### Actions to take
(1) According to the Marvel Studios passage, in what month does Guardians of the Galaxy come out?
(2) Print the Marvel Studios passage from "Marvel Studios has" to "recognizable brand identity.".
(3) Carry on the Marvel Studios passage, picking up right after its last sentence.

### Excerpted passage

_ _ _ _

Why is Marvel willing to take a risk by giving us a talking a raccoon (Rocket Raccoon, voiced by Bradley Cooper) and tree (Groot, voiced by Vin Diesel) before a Black Widow movie?  Or Captain “Carol Danvers” Marvel?  Or any other potential female-centric superhero movie?

That was my first thought when I saw the latest Guardians of the Galaxy trailer, which dropped earlier this week and has fans positively besides themselves with joy and anticipation:

Marvel Studios has been taking risks ever since they independently financed a film about a hero best known for his cool costume (Iron Man), starring an actor best known for his career self-destruction (Robert Downey, Jr.), and directed by a man best known for Buddy the Elf (John Favreau).  Every risk has paid off (well, not so much Edward Norton as The Hulk), and even though the studio has since become a subsidiary of Disney they’ve managed to maintain an independent spirit in terms of tone, casting, and choice of directors (giving the guys who directed Community a $170 million to make Winter Soldier!).  More so than anyone else in the comic book movie game, they have a consistent and recognizable brand identity.

Come August, that brand is going to be put to its greatest test yet when Guardians of the Galaxy comes out.  Sure, Marvel gets a lot of credit for having to play with the best of what was left after competing studios pilfered Marvel’s A-list franchises, Spider-Man at Sony and the X-Men and Fantastic Four at Fox.  Yes, maybe Iron Man, Thor, The Hulk, and Captain America were sort of B-squad characters by comparison, but it’s not exactly like the cupboard was bare.  These eventual Avengers had been around long enough to at least be characters non-comic book readers had heard of.

Who are the Guardians of the Galaxy?

_ _ _ _

Items from a data source:
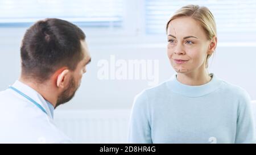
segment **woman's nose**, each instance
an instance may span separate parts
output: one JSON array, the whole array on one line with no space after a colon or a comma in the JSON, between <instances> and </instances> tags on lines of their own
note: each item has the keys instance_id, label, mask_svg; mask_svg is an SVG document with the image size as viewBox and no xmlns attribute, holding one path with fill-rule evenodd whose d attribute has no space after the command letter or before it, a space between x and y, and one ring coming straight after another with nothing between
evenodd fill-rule
<instances>
[{"instance_id":1,"label":"woman's nose","mask_svg":"<svg viewBox=\"0 0 256 155\"><path fill-rule=\"evenodd\" d=\"M177 45L175 49L174 53L177 55L184 55L185 53L182 45Z\"/></svg>"}]
</instances>

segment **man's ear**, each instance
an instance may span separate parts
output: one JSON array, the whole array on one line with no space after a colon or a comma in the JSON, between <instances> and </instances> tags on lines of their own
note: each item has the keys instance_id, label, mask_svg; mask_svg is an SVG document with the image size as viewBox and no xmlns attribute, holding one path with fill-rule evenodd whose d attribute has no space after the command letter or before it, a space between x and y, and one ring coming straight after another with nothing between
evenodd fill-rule
<instances>
[{"instance_id":1,"label":"man's ear","mask_svg":"<svg viewBox=\"0 0 256 155\"><path fill-rule=\"evenodd\" d=\"M64 88L68 83L69 78L69 70L65 69L59 73L57 76L56 86L59 88Z\"/></svg>"},{"instance_id":2,"label":"man's ear","mask_svg":"<svg viewBox=\"0 0 256 155\"><path fill-rule=\"evenodd\" d=\"M213 38L210 40L207 54L212 55L212 53L213 53L213 52L215 51L215 49L216 49L217 42L217 37L216 36L213 37Z\"/></svg>"}]
</instances>

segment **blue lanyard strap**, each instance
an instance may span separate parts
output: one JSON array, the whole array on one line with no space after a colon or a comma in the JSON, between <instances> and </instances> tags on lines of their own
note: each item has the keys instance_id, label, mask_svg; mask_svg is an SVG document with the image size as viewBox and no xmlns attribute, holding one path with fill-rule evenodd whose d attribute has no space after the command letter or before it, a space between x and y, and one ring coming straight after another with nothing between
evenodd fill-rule
<instances>
[{"instance_id":1,"label":"blue lanyard strap","mask_svg":"<svg viewBox=\"0 0 256 155\"><path fill-rule=\"evenodd\" d=\"M36 105L38 107L40 108L42 110L42 111L43 111L43 112L44 112L44 113L47 114L47 112L46 112L46 111L41 106L41 105L38 104L36 102L35 102L34 99L31 98L30 97L28 97L28 95L26 95L23 93L21 92L20 91L18 90L18 89L15 89L15 87L14 87L13 86L10 86L9 88L12 89L12 90L14 90L15 91L17 92L19 94L20 94L22 96L23 96L24 97L25 97L26 99L27 99L29 100L30 100L32 103L35 104L35 105Z\"/></svg>"}]
</instances>

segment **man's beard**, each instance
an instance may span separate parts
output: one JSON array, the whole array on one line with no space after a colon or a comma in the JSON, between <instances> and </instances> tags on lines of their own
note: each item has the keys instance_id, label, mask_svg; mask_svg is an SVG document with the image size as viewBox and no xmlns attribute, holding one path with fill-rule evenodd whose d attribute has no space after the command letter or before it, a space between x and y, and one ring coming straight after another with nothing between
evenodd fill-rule
<instances>
[{"instance_id":1,"label":"man's beard","mask_svg":"<svg viewBox=\"0 0 256 155\"><path fill-rule=\"evenodd\" d=\"M64 104L71 100L74 97L76 91L77 90L79 86L76 87L76 83L74 78L71 79L69 85L66 90L58 97L57 103L55 106L56 108L60 104Z\"/></svg>"}]
</instances>

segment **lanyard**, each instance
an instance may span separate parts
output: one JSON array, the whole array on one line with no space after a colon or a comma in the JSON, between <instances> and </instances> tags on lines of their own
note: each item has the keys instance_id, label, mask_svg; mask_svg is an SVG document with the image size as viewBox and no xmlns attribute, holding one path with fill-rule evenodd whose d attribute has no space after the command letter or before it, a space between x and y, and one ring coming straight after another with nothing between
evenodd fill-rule
<instances>
[{"instance_id":1,"label":"lanyard","mask_svg":"<svg viewBox=\"0 0 256 155\"><path fill-rule=\"evenodd\" d=\"M46 112L46 111L41 106L41 105L40 105L39 104L38 104L36 102L35 102L34 99L32 99L32 98L31 98L30 97L28 97L28 95L26 95L25 94L24 94L23 93L21 92L20 91L18 90L18 89L15 89L15 87L13 87L13 86L10 86L9 87L10 89L14 90L15 91L17 92L18 93L19 93L19 94L20 94L21 95L23 96L24 97L25 97L26 99L28 99L29 100L30 100L32 103L33 103L35 105L36 105L38 107L39 107L39 108L40 108L42 110L42 111L43 111L43 112L44 112L44 113L46 113L46 114L47 114L47 113Z\"/></svg>"}]
</instances>

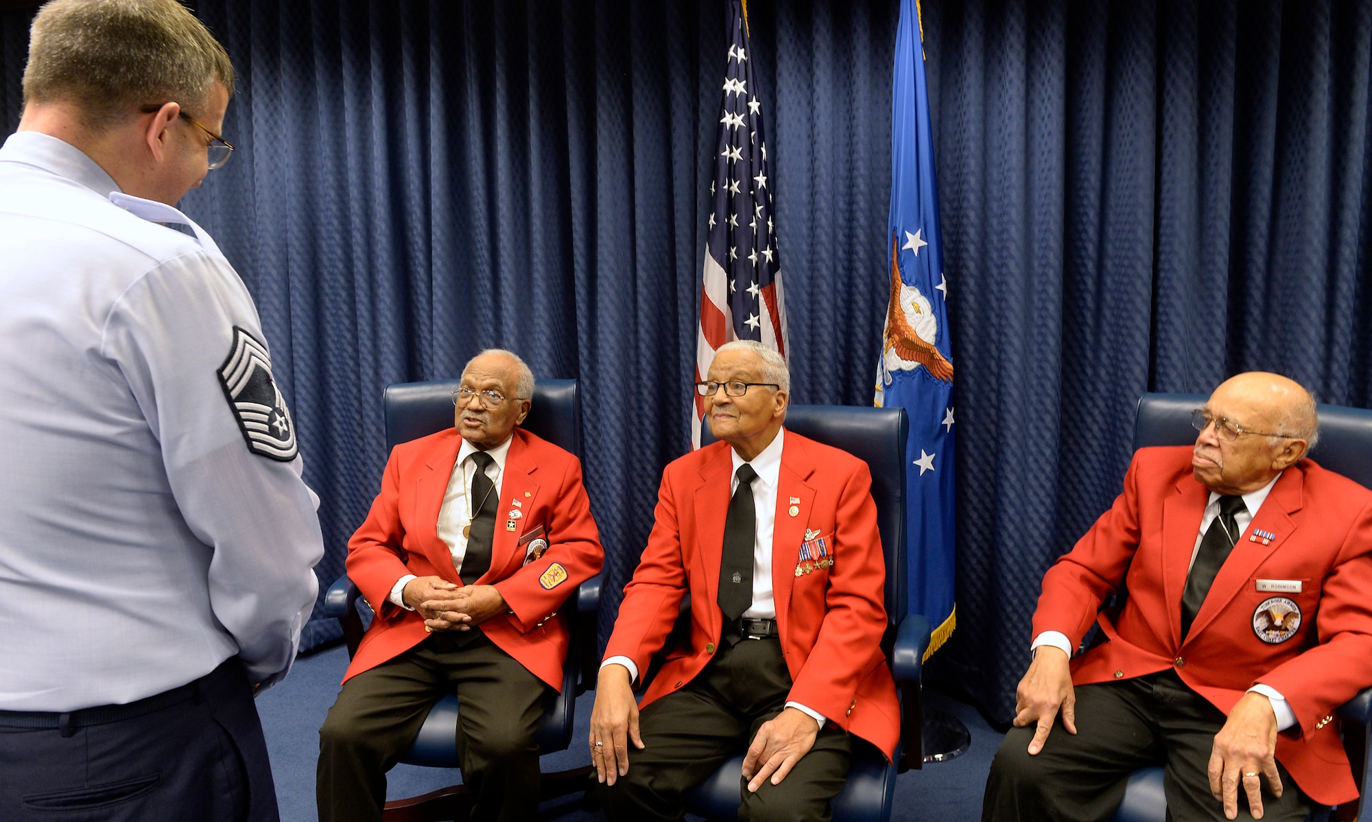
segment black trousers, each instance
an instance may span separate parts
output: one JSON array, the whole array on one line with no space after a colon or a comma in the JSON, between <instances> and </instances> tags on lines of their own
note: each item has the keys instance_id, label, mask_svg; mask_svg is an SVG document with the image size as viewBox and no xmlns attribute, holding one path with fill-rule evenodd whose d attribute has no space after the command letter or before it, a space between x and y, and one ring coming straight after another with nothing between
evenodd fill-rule
<instances>
[{"instance_id":1,"label":"black trousers","mask_svg":"<svg viewBox=\"0 0 1372 822\"><path fill-rule=\"evenodd\" d=\"M1124 799L1129 774L1163 766L1168 819L1224 819L1206 768L1225 715L1174 671L1076 689L1077 734L1059 718L1043 749L1029 756L1033 727L1013 727L991 763L984 822L1106 822ZM1262 779L1262 819L1301 822L1310 801L1280 763L1281 799ZM1251 821L1239 786L1239 819Z\"/></svg>"},{"instance_id":2,"label":"black trousers","mask_svg":"<svg viewBox=\"0 0 1372 822\"><path fill-rule=\"evenodd\" d=\"M600 785L605 815L623 822L683 819L682 793L745 751L757 729L782 712L790 686L778 639L720 644L690 683L643 708L645 748L630 745L628 774L615 785ZM748 779L740 781L738 818L827 821L830 800L848 781L851 758L848 733L826 723L781 785L768 779L752 793Z\"/></svg>"},{"instance_id":3,"label":"black trousers","mask_svg":"<svg viewBox=\"0 0 1372 822\"><path fill-rule=\"evenodd\" d=\"M279 819L252 689L232 657L184 701L60 730L0 727L0 819Z\"/></svg>"},{"instance_id":4,"label":"black trousers","mask_svg":"<svg viewBox=\"0 0 1372 822\"><path fill-rule=\"evenodd\" d=\"M457 692L457 755L472 819L538 817L534 731L547 686L484 634L427 637L343 685L320 729L320 822L381 818L386 771L414 744L429 708Z\"/></svg>"}]
</instances>

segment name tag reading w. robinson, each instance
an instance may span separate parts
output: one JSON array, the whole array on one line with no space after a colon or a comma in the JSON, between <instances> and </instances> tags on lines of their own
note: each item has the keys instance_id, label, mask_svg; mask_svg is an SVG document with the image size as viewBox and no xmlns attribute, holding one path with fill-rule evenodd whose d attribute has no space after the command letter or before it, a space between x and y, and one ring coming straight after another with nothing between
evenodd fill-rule
<instances>
[{"instance_id":1,"label":"name tag reading w. robinson","mask_svg":"<svg viewBox=\"0 0 1372 822\"><path fill-rule=\"evenodd\" d=\"M1299 594L1301 580L1299 579L1259 579L1259 591L1273 591L1279 594Z\"/></svg>"}]
</instances>

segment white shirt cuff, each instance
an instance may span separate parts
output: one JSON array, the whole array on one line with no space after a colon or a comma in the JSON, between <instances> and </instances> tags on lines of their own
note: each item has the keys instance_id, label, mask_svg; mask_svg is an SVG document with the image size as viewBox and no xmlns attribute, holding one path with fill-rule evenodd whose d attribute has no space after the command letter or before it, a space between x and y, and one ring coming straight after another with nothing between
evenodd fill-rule
<instances>
[{"instance_id":1,"label":"white shirt cuff","mask_svg":"<svg viewBox=\"0 0 1372 822\"><path fill-rule=\"evenodd\" d=\"M1029 650L1033 650L1040 645L1052 645L1054 648L1062 649L1062 652L1069 657L1072 656L1072 642L1067 642L1067 634L1063 634L1062 631L1044 631L1034 637L1033 645L1029 646Z\"/></svg>"},{"instance_id":2,"label":"white shirt cuff","mask_svg":"<svg viewBox=\"0 0 1372 822\"><path fill-rule=\"evenodd\" d=\"M391 596L387 597L387 600L395 602L397 605L405 608L406 611L414 611L413 608L405 604L405 586L409 585L412 579L416 579L413 574L406 574L405 576L402 576L399 582L391 586Z\"/></svg>"},{"instance_id":3,"label":"white shirt cuff","mask_svg":"<svg viewBox=\"0 0 1372 822\"><path fill-rule=\"evenodd\" d=\"M1291 704L1286 701L1281 692L1272 688L1270 685L1264 685L1258 682L1247 690L1247 693L1261 693L1268 697L1272 703L1272 712L1277 715L1277 730L1283 731L1292 725L1295 725L1295 711L1291 709Z\"/></svg>"},{"instance_id":4,"label":"white shirt cuff","mask_svg":"<svg viewBox=\"0 0 1372 822\"><path fill-rule=\"evenodd\" d=\"M604 670L605 666L624 666L628 668L628 683L632 685L638 682L638 666L635 666L634 660L627 656L612 656L601 663L601 670Z\"/></svg>"},{"instance_id":5,"label":"white shirt cuff","mask_svg":"<svg viewBox=\"0 0 1372 822\"><path fill-rule=\"evenodd\" d=\"M814 719L815 722L819 723L819 730L825 730L825 722L827 722L827 720L825 719L825 715L820 714L819 711L811 711L809 708L807 708L805 705L801 705L800 703L786 703L786 707L788 708L796 708L797 711L800 711L805 716L809 716L811 719Z\"/></svg>"}]
</instances>

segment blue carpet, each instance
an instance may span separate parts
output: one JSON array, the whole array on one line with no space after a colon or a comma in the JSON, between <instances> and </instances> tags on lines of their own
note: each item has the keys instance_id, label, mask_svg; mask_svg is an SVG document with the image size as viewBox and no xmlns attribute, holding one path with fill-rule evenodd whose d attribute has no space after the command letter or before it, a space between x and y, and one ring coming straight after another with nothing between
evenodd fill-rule
<instances>
[{"instance_id":1,"label":"blue carpet","mask_svg":"<svg viewBox=\"0 0 1372 822\"><path fill-rule=\"evenodd\" d=\"M314 762L318 756L318 730L324 715L339 692L347 668L343 646L302 656L291 675L257 700L272 753L272 774L281 806L281 822L314 822ZM1000 745L1000 734L981 718L975 708L926 692L932 705L962 719L971 731L971 748L949 762L929 763L896 779L897 822L959 822L981 817L981 789L991 770L991 758ZM576 701L573 740L587 738L594 692ZM560 771L590 764L584 745L542 758L543 771ZM446 768L395 766L388 774L387 796L401 799L438 790L462 781L461 773ZM543 804L543 818L558 822L601 821L600 812L584 811L576 797Z\"/></svg>"}]
</instances>

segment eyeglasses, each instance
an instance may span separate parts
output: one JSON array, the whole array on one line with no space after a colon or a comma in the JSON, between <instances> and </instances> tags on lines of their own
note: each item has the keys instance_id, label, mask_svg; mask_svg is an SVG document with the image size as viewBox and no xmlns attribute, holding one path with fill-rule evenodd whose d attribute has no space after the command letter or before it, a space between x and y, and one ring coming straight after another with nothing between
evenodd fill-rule
<instances>
[{"instance_id":1,"label":"eyeglasses","mask_svg":"<svg viewBox=\"0 0 1372 822\"><path fill-rule=\"evenodd\" d=\"M719 387L724 387L726 397L742 397L748 394L748 388L752 386L767 386L768 388L781 388L777 383L745 383L742 380L729 380L727 383L716 383L709 380L708 383L696 383L696 392L701 397L713 397Z\"/></svg>"},{"instance_id":2,"label":"eyeglasses","mask_svg":"<svg viewBox=\"0 0 1372 822\"><path fill-rule=\"evenodd\" d=\"M202 132L210 136L210 148L209 148L210 170L213 172L214 169L222 169L224 163L229 162L229 158L233 156L233 145L230 145L229 141L225 140L221 134L215 134L210 129L204 128L204 125L202 125L199 121L196 121L185 111L181 113L181 119L191 121L192 125L195 125Z\"/></svg>"},{"instance_id":3,"label":"eyeglasses","mask_svg":"<svg viewBox=\"0 0 1372 822\"><path fill-rule=\"evenodd\" d=\"M1198 408L1194 412L1191 412L1191 427L1195 428L1196 431L1205 431L1210 423L1214 423L1216 435L1218 435L1220 439L1225 442L1233 442L1239 439L1240 434L1253 434L1257 436L1277 436L1281 439L1301 439L1299 436L1292 436L1290 434L1269 434L1266 431L1251 431L1228 417L1217 417L1203 408Z\"/></svg>"},{"instance_id":4,"label":"eyeglasses","mask_svg":"<svg viewBox=\"0 0 1372 822\"><path fill-rule=\"evenodd\" d=\"M491 391L490 388L487 388L486 391L473 391L464 386L457 391L453 391L453 405L468 405L472 402L472 397L480 397L482 406L490 409L499 408L501 403L508 399L499 391Z\"/></svg>"},{"instance_id":5,"label":"eyeglasses","mask_svg":"<svg viewBox=\"0 0 1372 822\"><path fill-rule=\"evenodd\" d=\"M166 106L166 103L163 103L162 106ZM144 106L143 108L140 108L140 111L143 111L144 114L154 114L156 111L161 111L162 106ZM204 128L204 124L195 119L185 111L181 111L177 117L188 121L191 125L193 125L195 128L200 129L202 132L210 136L210 145L207 150L210 170L213 172L214 169L222 169L224 163L229 162L229 156L233 155L233 145L229 144L229 141L225 140L221 134L215 134L210 129Z\"/></svg>"}]
</instances>

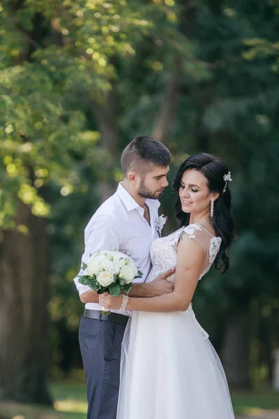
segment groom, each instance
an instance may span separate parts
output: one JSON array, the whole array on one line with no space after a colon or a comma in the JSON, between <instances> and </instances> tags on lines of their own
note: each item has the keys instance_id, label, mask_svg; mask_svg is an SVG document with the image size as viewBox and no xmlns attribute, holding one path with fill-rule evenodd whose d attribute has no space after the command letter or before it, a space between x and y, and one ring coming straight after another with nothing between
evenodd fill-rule
<instances>
[{"instance_id":1,"label":"groom","mask_svg":"<svg viewBox=\"0 0 279 419\"><path fill-rule=\"evenodd\" d=\"M153 240L158 237L155 219L160 197L168 186L171 156L159 141L140 136L126 147L121 156L124 179L116 192L96 212L85 228L82 261L100 250L126 252L143 272L133 284L129 295L153 297L172 291L166 281L170 271L144 284L151 269ZM82 272L82 271L80 271ZM87 419L115 419L119 388L121 346L130 313L112 310L101 315L97 293L74 279L82 302L79 340L87 385ZM131 418L132 419L132 418Z\"/></svg>"}]
</instances>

_ _ _ _

### Task-by-task outputs
(1) August

(2)
Marvel Studios has been taking risks ever since they independently financed a film about a hero best known for his cool costume (Iron Man), starring an actor best known for his career self-destruction (Robert Downey, Jr.), and directed by a man best known for Buddy the Elf (John Favreau).  Every risk has paid off (well, not so much Edward Norton as The Hulk), and even though the studio has since become a subsidiary of Disney they’ve managed to maintain an independent spirit in terms of tone, casting, and choice of directors (giving the guys who directed Community a $170 million to make Winter Soldier!).  More so than anyone else in the comic book movie game, they have a consistent and recognizable brand identity.

(3)
That’s not the case for Guardians of the Galaxy, a team which first started kicking around the pages of Marvel comics in 1969 before getting their first self-titled series in 1990, running for 62 issues across 5 years.  The film is based on the team from the 2008 re-launch, which re-constituted the Guardians of the Galaxy as consisting of Star-Lord, Gamora, Drax the Destroy, Rocket Racoon, and Groot, among others, none of whom were on the team when it debuted in 1969.  To date, the Guardians have barely even made a dent in anything outside of the comic books, relegated to guest starring appearances in individual episodes of the animated shows Avengers: Earth’s Mightiest Heroes, Ultimate Spider-Man, and Avengers Assemble.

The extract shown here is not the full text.